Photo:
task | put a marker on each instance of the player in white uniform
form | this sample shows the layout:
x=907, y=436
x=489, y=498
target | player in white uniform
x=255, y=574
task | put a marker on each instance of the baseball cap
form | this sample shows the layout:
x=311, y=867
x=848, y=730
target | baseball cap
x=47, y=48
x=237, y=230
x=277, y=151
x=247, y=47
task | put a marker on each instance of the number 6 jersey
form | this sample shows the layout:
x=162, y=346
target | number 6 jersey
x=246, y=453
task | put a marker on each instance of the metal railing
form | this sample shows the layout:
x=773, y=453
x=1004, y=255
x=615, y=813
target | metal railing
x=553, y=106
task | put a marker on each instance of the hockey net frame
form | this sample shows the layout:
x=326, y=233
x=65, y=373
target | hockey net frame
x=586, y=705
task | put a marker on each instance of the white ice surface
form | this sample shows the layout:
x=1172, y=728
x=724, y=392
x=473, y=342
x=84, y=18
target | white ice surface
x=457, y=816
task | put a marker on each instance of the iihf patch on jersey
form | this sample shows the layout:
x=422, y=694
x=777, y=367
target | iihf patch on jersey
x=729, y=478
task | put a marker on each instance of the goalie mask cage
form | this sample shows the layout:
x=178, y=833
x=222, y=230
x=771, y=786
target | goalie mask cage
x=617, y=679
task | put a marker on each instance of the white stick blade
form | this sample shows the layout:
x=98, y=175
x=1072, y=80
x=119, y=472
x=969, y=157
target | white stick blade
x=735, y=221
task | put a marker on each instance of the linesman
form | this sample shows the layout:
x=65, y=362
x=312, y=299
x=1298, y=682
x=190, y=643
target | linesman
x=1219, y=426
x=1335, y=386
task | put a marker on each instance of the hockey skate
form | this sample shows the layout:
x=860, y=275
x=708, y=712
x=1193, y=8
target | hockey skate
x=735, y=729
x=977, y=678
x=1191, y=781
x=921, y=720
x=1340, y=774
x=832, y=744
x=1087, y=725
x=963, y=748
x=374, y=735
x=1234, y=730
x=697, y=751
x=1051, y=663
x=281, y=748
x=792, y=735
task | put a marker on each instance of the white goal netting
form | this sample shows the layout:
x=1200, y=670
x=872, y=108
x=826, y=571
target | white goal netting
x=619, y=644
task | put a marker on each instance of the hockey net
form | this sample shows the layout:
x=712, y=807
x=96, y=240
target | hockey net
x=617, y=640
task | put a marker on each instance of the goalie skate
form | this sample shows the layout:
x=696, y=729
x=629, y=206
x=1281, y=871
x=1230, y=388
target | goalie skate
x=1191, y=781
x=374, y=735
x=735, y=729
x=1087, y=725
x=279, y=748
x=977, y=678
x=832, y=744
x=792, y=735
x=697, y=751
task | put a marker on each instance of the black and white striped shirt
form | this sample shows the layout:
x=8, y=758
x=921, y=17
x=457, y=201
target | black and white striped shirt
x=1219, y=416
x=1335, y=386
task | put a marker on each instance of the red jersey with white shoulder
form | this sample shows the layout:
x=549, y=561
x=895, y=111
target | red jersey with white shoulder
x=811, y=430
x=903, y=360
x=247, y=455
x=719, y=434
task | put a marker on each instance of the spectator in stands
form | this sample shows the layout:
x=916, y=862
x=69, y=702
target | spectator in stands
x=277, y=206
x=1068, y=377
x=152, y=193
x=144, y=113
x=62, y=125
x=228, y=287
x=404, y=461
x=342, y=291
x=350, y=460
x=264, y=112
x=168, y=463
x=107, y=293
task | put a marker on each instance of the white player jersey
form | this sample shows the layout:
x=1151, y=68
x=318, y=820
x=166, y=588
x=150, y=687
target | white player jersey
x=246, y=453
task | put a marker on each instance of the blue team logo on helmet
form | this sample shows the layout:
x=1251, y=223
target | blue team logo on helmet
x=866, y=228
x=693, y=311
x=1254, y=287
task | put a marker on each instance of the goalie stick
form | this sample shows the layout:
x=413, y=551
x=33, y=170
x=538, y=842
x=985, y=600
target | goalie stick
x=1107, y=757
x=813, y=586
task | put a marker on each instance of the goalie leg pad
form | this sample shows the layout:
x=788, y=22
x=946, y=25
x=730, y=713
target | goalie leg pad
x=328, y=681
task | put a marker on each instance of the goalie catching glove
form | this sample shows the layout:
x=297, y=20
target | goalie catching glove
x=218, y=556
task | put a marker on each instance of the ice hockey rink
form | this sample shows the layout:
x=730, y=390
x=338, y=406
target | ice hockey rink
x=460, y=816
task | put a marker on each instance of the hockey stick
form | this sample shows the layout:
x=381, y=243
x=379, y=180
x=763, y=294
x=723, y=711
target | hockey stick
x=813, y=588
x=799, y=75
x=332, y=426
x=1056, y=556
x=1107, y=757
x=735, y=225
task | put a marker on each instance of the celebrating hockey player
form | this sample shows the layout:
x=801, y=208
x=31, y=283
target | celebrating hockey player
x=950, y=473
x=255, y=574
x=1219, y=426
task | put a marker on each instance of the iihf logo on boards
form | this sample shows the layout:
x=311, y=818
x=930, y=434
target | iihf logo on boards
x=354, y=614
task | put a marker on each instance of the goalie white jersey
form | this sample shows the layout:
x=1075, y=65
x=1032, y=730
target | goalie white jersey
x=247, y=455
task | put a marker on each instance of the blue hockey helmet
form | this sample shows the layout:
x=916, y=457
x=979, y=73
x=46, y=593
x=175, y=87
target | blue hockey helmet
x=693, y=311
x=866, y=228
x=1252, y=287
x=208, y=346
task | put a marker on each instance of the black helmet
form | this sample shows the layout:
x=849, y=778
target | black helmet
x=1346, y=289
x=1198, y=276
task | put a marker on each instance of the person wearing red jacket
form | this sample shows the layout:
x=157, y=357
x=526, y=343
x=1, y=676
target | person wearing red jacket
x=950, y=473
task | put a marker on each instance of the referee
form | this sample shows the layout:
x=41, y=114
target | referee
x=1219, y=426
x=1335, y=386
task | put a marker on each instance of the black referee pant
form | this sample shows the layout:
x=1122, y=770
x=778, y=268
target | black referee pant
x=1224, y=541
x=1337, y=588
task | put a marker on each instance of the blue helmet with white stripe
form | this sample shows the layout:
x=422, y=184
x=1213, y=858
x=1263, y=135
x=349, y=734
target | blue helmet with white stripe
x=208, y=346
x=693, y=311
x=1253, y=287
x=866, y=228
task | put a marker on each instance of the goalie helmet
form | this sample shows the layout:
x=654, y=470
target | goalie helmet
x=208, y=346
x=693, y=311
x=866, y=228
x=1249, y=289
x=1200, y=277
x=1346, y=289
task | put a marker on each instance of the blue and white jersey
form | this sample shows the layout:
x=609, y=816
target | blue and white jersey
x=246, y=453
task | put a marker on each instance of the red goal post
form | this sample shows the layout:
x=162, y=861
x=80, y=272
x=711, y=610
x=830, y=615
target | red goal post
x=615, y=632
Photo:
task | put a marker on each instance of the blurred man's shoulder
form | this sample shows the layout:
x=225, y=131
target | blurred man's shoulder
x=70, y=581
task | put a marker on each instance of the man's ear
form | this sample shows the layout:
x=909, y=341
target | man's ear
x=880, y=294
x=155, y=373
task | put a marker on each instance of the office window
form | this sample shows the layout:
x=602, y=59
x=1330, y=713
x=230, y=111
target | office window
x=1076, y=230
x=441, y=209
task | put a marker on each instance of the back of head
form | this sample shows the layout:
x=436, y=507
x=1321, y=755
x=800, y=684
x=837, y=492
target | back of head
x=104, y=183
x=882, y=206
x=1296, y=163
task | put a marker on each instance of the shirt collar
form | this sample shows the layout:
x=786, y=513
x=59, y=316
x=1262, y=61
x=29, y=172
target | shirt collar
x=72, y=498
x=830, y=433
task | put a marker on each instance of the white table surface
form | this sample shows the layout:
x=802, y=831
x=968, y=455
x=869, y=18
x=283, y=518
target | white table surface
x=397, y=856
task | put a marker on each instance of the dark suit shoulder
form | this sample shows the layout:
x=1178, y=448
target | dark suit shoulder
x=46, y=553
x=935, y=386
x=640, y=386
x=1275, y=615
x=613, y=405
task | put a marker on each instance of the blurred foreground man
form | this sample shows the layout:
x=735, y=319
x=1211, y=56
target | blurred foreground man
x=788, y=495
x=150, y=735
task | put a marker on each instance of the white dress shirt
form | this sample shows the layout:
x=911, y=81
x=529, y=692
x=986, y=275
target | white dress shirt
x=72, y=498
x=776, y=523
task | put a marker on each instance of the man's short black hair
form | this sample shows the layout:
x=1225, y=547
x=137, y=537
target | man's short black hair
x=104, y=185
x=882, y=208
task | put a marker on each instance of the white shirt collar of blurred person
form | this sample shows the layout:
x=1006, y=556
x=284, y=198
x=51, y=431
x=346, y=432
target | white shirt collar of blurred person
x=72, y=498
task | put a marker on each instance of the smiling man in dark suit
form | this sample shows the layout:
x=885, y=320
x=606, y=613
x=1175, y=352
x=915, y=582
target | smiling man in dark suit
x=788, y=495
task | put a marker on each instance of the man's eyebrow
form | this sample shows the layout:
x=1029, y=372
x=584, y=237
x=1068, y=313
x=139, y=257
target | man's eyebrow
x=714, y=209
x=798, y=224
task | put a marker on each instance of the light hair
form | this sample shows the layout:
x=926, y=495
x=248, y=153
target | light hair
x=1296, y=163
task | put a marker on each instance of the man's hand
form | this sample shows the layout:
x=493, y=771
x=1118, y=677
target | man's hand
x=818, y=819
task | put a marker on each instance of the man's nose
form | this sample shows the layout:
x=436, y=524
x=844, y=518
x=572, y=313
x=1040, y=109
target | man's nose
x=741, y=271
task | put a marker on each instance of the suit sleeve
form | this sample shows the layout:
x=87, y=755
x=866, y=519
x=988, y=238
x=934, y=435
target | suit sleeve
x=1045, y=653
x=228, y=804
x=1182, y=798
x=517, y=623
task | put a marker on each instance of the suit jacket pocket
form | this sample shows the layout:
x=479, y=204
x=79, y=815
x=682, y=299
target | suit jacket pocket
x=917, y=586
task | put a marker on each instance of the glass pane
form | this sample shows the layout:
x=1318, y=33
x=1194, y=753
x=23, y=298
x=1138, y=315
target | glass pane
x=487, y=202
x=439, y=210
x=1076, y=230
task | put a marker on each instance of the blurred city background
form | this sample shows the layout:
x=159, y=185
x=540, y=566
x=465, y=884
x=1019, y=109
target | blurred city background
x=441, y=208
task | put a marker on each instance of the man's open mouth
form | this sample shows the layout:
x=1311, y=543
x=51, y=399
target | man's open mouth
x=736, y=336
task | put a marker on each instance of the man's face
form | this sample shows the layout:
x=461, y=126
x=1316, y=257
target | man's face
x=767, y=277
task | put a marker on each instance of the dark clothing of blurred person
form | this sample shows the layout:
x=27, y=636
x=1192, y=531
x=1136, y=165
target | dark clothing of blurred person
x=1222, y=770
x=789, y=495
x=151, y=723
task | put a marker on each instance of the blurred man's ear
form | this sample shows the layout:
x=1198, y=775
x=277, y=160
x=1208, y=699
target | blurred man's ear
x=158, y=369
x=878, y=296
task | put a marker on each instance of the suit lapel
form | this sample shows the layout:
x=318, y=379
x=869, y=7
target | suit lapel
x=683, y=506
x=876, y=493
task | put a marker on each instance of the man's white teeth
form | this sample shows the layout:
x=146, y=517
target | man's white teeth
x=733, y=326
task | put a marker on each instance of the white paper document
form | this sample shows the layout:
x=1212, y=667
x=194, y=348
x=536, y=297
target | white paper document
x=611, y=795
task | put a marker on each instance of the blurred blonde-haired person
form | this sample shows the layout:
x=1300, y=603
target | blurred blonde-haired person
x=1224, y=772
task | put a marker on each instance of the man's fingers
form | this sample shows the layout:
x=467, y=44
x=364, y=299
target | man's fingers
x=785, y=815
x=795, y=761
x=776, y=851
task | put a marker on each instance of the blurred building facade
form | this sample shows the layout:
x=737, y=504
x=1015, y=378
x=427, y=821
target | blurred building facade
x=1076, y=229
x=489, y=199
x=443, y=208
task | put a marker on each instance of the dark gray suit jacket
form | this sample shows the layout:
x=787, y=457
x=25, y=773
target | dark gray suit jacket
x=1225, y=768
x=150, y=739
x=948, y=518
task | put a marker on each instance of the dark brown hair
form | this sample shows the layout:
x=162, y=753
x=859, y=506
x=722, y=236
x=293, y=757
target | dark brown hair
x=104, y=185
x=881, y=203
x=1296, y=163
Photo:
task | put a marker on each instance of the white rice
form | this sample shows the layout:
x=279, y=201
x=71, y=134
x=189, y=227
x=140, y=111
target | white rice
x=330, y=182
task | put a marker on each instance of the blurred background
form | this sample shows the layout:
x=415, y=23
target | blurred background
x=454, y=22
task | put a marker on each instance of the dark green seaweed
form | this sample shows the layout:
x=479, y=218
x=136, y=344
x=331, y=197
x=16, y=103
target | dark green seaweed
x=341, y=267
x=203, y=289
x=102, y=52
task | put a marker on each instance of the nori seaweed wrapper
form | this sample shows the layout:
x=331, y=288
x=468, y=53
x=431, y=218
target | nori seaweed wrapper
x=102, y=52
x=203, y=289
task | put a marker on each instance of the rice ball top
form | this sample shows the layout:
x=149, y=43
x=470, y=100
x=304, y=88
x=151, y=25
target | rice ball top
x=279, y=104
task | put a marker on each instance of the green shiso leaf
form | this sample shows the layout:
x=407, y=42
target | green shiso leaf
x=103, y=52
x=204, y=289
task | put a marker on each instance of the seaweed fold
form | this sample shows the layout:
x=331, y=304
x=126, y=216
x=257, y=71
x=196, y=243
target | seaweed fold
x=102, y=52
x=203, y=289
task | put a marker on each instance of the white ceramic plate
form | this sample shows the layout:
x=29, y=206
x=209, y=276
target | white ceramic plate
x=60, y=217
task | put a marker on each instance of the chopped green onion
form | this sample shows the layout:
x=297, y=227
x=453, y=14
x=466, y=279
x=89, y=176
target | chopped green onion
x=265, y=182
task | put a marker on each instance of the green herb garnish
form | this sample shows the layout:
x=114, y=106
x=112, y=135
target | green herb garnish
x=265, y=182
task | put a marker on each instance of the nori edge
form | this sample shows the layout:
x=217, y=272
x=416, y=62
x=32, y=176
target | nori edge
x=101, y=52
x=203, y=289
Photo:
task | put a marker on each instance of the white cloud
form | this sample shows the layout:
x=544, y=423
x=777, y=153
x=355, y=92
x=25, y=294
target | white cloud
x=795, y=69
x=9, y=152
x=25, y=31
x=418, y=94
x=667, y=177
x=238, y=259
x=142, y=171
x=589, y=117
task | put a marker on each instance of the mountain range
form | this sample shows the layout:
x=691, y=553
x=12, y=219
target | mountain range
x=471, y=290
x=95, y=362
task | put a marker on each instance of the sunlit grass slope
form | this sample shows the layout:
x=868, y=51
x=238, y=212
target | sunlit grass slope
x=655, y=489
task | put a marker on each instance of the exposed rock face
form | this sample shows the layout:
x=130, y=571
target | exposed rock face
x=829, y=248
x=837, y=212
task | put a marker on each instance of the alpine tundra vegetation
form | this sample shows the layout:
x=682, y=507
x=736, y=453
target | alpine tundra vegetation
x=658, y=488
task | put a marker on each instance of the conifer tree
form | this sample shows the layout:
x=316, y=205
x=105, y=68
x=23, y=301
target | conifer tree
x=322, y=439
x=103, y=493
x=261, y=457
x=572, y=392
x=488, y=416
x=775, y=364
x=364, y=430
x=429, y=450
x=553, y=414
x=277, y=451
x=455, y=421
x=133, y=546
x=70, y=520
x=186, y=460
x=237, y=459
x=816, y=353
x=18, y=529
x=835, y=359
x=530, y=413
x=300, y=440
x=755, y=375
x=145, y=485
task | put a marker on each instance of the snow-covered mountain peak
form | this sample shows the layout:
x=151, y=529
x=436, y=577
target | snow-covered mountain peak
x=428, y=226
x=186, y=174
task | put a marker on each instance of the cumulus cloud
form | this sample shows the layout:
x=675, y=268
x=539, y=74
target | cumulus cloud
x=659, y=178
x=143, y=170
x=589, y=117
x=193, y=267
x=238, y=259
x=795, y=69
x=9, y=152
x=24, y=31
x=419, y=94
::::::::::
WHAT YOU SHOULD DO: Convert the part of the data that opens with the line containing "the white player jersey" and closes with the line containing "x=1198, y=276", both of those lines included, into a JSON list of strings. Make each line its own string and leave out any blank lines.

OUTPUT BELOW:
[
  "task | put a marker on each instance of the white player jersey",
  "form | this sample shows the layout:",
  "x=1151, y=68",
  "x=318, y=820",
  "x=166, y=588",
  "x=150, y=687",
  "target | white player jersey",
  "x=246, y=453",
  "task | put a marker on each instance of the blue team logo on helmet",
  "form | this sample shows the layout:",
  "x=1251, y=223",
  "target | blue team logo on helmet",
  "x=866, y=228",
  "x=693, y=311",
  "x=1254, y=287",
  "task | put a marker on each instance of the goalie stick",
  "form | this sample shows the layout:",
  "x=413, y=551",
  "x=33, y=170",
  "x=538, y=842",
  "x=985, y=600",
  "target | goalie stick",
  "x=1107, y=757",
  "x=813, y=586",
  "task | put a marker on each instance of the goalie leg pad",
  "form | this sample shows the layout:",
  "x=788, y=22",
  "x=946, y=25",
  "x=730, y=713",
  "target | goalie leg pad",
  "x=328, y=681",
  "task | put a marker on each instance of the goalie catching glove",
  "form | this sample shows the layout:",
  "x=297, y=20",
  "target | goalie catching glove",
  "x=218, y=556",
  "task | put a marker on each instance of the ice hockey rink",
  "form | this sample shows the layout:",
  "x=730, y=390",
  "x=338, y=406",
  "target | ice hockey rink",
  "x=460, y=816",
  "task | put a marker on each instance of the hockey stick",
  "form | this sample shows the layout:",
  "x=381, y=243",
  "x=379, y=180",
  "x=763, y=294",
  "x=723, y=711",
  "target | hockey stick",
  "x=813, y=588",
  "x=799, y=75",
  "x=332, y=426",
  "x=1056, y=556",
  "x=1107, y=757",
  "x=735, y=225",
  "task | put a marker on each instance of the celebrating hockey player",
  "form | this sample shows the layout:",
  "x=801, y=208",
  "x=31, y=283",
  "target | celebrating hockey player",
  "x=950, y=473",
  "x=255, y=574",
  "x=1219, y=426",
  "task | put a marker on each instance of the iihf logo on boards",
  "form | this sample shows the layout:",
  "x=311, y=818",
  "x=930, y=434",
  "target | iihf logo on boards",
  "x=354, y=614",
  "task | put a marker on each instance of the goalie white jersey",
  "form | this sample shows the layout:",
  "x=1075, y=65",
  "x=1032, y=730",
  "target | goalie white jersey",
  "x=247, y=455",
  "task | put a marker on each instance of the blue hockey helmet",
  "form | this sample shows the layout:",
  "x=916, y=457",
  "x=979, y=73",
  "x=46, y=593",
  "x=175, y=87",
  "target | blue hockey helmet",
  "x=693, y=311",
  "x=866, y=228",
  "x=1252, y=287",
  "x=208, y=346",
  "task | put a marker on each instance of the black helmet",
  "form | this sample shows the layout:",
  "x=849, y=778",
  "target | black helmet",
  "x=1346, y=289",
  "x=1198, y=276"
]